__REQUIRED ACTION 1__
Summarize the passage about the Southern Baptist Convention's new president in two sentences.
__REQUIRED ACTION 2__
Repeat word for word the part of the passage about the Southern Baptist Convention's new president between "At present, approximately" and "3,534 in 2010.", inclusive.

This past Tuesday, June 19, with just a few months until the November election, the Southern Baptist Convention (SBC) elected Rev. Fred Luter as president. This may pave the way to their goal of promoting an anti-gay message. Rev. Luter, a native of New Orleans, ran unopposed and was unanimously elected. He is the first African-American president of the Southern Baptist Convention. Luter's ascendency to the highest office of the nation's largest Protestant denomination (and the world's largest Baptist denomination) raises some questions: Is his post just honorific tokenism? Will he have any real power over a predominately white denomination?

Minorities make up a new worshipping contingent in a shrinking membership body, and it is this group that the SBC is wooing. And ministers of color are now the at the forefront of evangelizing for the denomination. "We cannot expect to reach this do-rag, tattooed, iPod generation with an eight-track ministry. We have to somehow change how we do things," Luter told reporters, expressing shock and utter surprise that his proposed descriptor could be viewed as offensive.

At present, approximately 20 percent of SBC members are people of color. About 7 percent are African-American, 6 percent are Latino, 3 percent are Asian, and 4 percent belong to other minority groups. African-American Southern Baptist congregations have grown 85 percent, from 1,907 in 1998 to 3,534 in 2010.

The paltry number of people of color in the SBC is rooted in its once-unabashedly-racist history. Notoriously known to have filled the ranks of the Ku Klux Klan, Southern Baptists historically have been vociferous defenders of anti-miscegenation laws, Jim-Crow edicts, and lynch-mob justice. The Southern Baptist Convention was founded in 1845 in defense of slavery but offered a formal apology in 1995. "We lament and repudiate historic acts of evil such as slavery from which we continue to reap a bitter harvest," the Southern Baptist resolution on racial reconciliation stated, acknowledging that some congregations still excluded African Americans but promising to "commit ourselves to eradicate racism in all its forms from Southern Baptist life and ministry."

__SUPPLIED DATA__

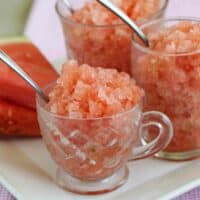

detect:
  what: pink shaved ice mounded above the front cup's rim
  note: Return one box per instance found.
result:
[48,60,144,118]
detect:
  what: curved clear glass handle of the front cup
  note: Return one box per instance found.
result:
[129,111,173,161]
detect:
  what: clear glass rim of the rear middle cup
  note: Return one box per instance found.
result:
[55,0,169,29]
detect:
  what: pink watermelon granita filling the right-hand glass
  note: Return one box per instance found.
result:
[132,19,200,158]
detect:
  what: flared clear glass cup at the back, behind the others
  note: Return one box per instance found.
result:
[56,0,168,73]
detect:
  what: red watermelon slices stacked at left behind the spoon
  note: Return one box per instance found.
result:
[0,36,58,137]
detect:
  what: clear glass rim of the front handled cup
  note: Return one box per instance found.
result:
[36,81,145,121]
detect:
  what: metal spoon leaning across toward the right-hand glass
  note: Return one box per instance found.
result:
[97,0,149,46]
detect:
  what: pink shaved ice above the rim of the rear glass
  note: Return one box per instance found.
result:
[71,0,160,25]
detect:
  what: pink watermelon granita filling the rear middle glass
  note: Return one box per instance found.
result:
[57,0,167,72]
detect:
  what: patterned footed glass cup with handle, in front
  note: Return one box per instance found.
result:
[37,84,173,194]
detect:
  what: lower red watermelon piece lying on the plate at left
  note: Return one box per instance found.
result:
[0,99,40,137]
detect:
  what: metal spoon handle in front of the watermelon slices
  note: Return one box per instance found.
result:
[0,50,49,102]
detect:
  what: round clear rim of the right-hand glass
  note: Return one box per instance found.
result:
[132,16,200,57]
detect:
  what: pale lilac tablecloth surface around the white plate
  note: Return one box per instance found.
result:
[0,0,200,200]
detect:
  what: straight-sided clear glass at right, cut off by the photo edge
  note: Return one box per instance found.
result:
[132,18,200,160]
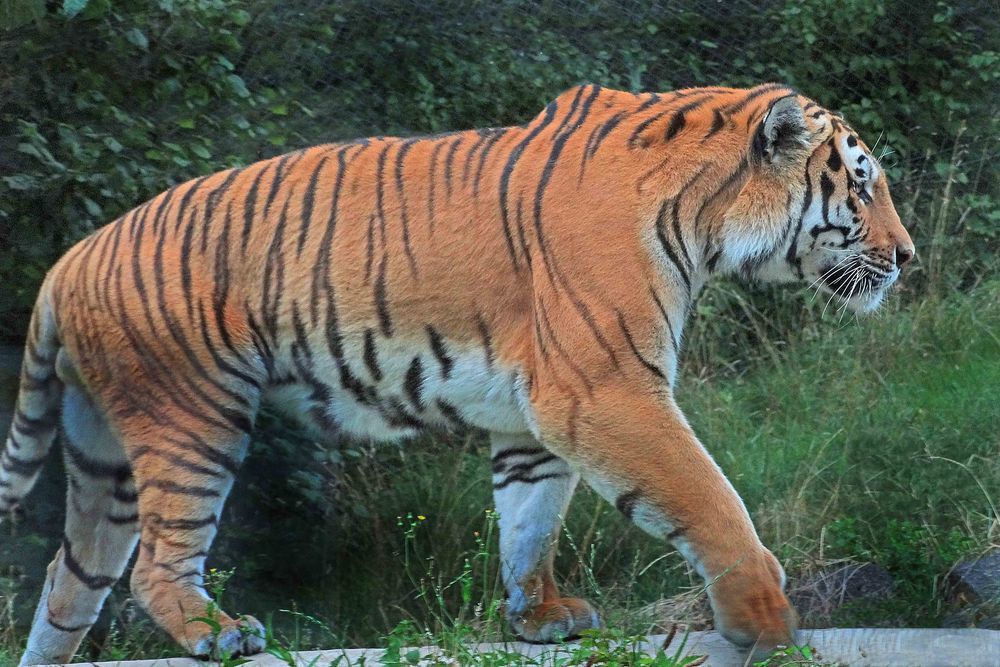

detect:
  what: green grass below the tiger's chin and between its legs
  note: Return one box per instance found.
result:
[0,282,1000,665]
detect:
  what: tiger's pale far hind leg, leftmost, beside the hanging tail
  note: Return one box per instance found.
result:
[21,385,139,665]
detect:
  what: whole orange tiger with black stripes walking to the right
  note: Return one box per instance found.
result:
[0,83,915,665]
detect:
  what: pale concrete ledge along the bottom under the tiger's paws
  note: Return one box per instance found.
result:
[45,628,1000,667]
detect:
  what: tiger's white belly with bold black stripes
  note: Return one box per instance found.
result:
[264,340,529,441]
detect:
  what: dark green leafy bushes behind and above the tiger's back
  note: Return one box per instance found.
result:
[0,0,1000,339]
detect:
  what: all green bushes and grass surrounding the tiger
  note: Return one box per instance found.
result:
[0,0,1000,665]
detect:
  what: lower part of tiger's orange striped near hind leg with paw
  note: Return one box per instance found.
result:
[125,415,265,657]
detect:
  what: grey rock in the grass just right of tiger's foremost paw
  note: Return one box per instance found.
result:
[788,563,893,625]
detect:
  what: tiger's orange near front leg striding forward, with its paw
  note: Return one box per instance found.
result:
[533,382,797,651]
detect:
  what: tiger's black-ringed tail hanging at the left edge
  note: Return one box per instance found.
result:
[0,286,63,512]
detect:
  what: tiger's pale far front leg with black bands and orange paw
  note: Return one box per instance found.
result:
[491,434,600,642]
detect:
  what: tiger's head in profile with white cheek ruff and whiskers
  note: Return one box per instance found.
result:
[723,94,914,313]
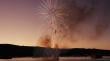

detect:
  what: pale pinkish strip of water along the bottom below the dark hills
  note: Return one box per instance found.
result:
[0,57,110,61]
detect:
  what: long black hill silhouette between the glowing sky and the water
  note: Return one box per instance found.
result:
[0,44,110,59]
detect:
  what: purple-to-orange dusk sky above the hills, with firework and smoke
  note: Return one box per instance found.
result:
[0,0,110,49]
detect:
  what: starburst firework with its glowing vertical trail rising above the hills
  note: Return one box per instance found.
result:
[38,0,69,46]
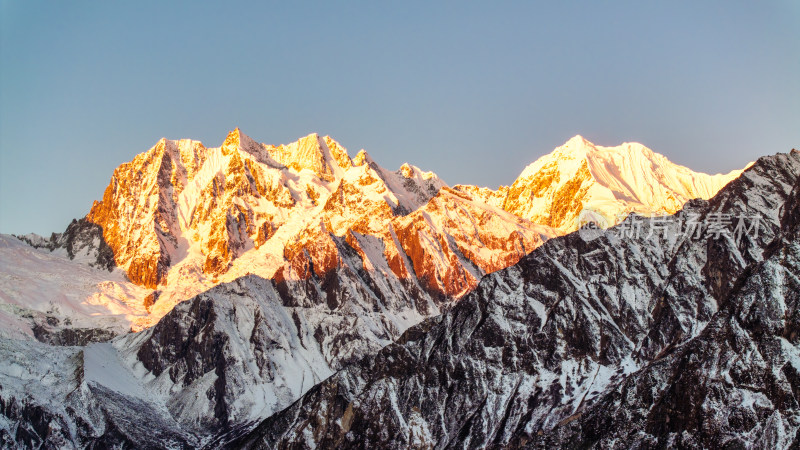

__RESULT 1__
On Tuesday, June 19, the Southern Baptist Convention unanimously elected Rev. Fred Luter of New Orleans, who ran unopposed, as its first African-American president, at a time when people of color make up about 20 percent of its members and minorities are a group the denomination is wooing. The convention was founded in 1845 in defense of slavery and historically defended anti-miscegenation laws and Jim Crow edicts, but it formally apologized in 1995 and pledged to eradicate racism from Southern Baptist life and ministry.

__RESULT 2__
At present, approximately 20 percent of SBC members are people of color. About 7 percent are African-American, 6 percent are Latino, 3 percent are Asian, and 4 percent belong to other minority groups. African-American Southern Baptist congregations have grown 85 percent, from 1,907 in 1998 to 3,534 in 2010.